Do people really, honestly, believe that there's something pro/con regarding the AR-15/AK-47/Glock/1911/pointy rock that they can say that hasn't already been beat to death? 90% of these kinds of articles are only brought up to show how intelligent/stupid the author is since he/she agrees with your particular point of view.

Skans
November 3, 2009, 02:47 PM
I understand what some are saying: "the AR15 / M16 is what it is; we know its faults and good points, now leave it be..."

Sure, some folks do, some don't. I see many posts on here weekly where Joe Smith is planning on buying his first AR15 and wants to know "what to buy" and why. I thought the article was informative and could be helpful to those who think that the AR15 is the cat's meow and that there are no better 5.56 rifles to possibly consider.

Mike Irwin
November 3, 2009, 03:19 PM
That's actually why we recomment judicious use of the Search button, Skans.

Skans
November 3, 2009, 04:01 PM
That's actually why we recomment judicious use of the Search button, Skans.

━━━━

PROBLEMS AND TASKS
#1 Reproduce the forum thread about the AR-15 from "Do people really, honestly, believe" to "point of view." word for word.
#2 List every date and time stamp that appears in the forum thread about the AR-15.
The records are separate material with no connection to the forum thread.

━━━━

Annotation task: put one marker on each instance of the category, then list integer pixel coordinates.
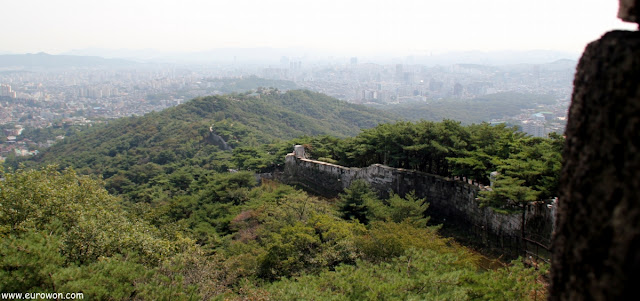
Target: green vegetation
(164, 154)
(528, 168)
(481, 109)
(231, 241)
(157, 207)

━━━━

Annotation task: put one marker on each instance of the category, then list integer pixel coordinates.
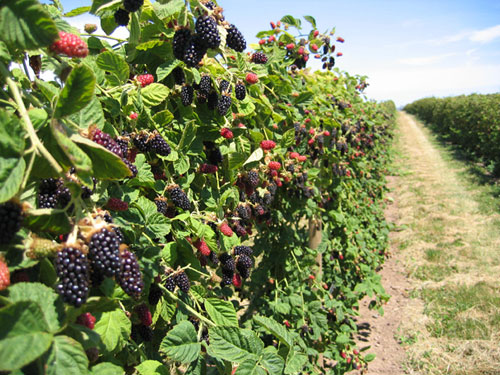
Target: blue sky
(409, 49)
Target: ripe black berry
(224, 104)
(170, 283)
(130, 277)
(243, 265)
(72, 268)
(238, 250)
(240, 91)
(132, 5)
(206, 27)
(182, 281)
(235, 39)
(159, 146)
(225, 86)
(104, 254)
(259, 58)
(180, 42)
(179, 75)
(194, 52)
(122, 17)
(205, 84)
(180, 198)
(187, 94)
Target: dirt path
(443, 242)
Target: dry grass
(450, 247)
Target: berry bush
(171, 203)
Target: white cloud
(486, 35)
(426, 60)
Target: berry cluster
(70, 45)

━━━━

SOLUTIONS TO EACH TASK
#1
Do people really, honestly, believe that there's something pro/con regarding the AR-15/AK-47/Glock/1911/pointy rock that they can say that hasn't already been beat to death? 90% of these kinds of articles are only brought up to show how intelligent/stupid the author is since he/she agrees with your particular point of view.

#2
November 3, 2009, 02:47 PM
November 3, 2009, 03:19 PM
November 3, 2009, 04:01 PM